- [DATA FOR ANALYSIS]:
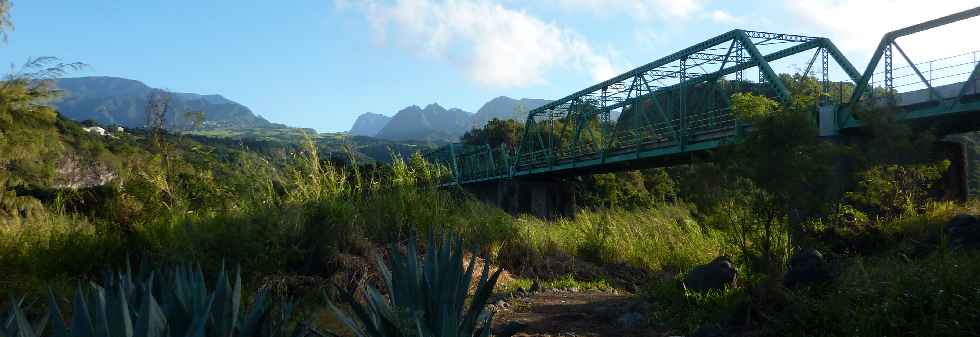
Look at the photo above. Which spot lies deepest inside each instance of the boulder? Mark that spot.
(510, 329)
(807, 267)
(963, 231)
(714, 275)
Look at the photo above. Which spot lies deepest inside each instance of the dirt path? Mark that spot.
(571, 313)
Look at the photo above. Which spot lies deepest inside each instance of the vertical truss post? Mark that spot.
(681, 88)
(452, 154)
(739, 56)
(825, 75)
(972, 80)
(763, 65)
(889, 84)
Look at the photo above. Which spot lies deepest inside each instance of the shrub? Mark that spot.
(128, 306)
(424, 300)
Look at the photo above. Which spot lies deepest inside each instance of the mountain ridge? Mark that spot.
(116, 100)
(436, 123)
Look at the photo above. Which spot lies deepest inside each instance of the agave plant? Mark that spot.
(122, 307)
(424, 299)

- [WHAT YOU NEED TO DO]: Exact copies of the lines from the one holding "path? Mark that spot." to the end of the entries are all that should be written.

- [EXPECTED ANSWER]:
Look at the photo above. Which spot lies deepest inside each instance of the dirt path? Mark that spot.
(571, 313)
Look at the photo above. Which spot lies deepest inside each instance of the vertical truss post? Mark that spot.
(681, 88)
(452, 154)
(739, 56)
(825, 75)
(972, 80)
(763, 65)
(889, 84)
Look at the photo above. Which spot lies deepest inside each instance of the shrub? Mark that spot.
(128, 306)
(424, 300)
Look at the photo above. Which spot lies deepest inside each instance of the mountain ridge? Mark that spot.
(116, 100)
(436, 123)
Look at the photo above. Which spot lies deepest inside each instance of the agave plant? Mark that spot.
(122, 307)
(424, 299)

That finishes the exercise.